== What you will do ==
The required output consists solely of the lines from the line containing "x=232, y=189" through the end of the records, copied exactly.

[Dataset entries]
#####

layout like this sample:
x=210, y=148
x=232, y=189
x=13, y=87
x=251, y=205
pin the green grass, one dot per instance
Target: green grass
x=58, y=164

#####

== Reply to the task ==
x=232, y=189
x=13, y=87
x=251, y=205
pin the green grass, one dot per instance
Target: green grass
x=58, y=164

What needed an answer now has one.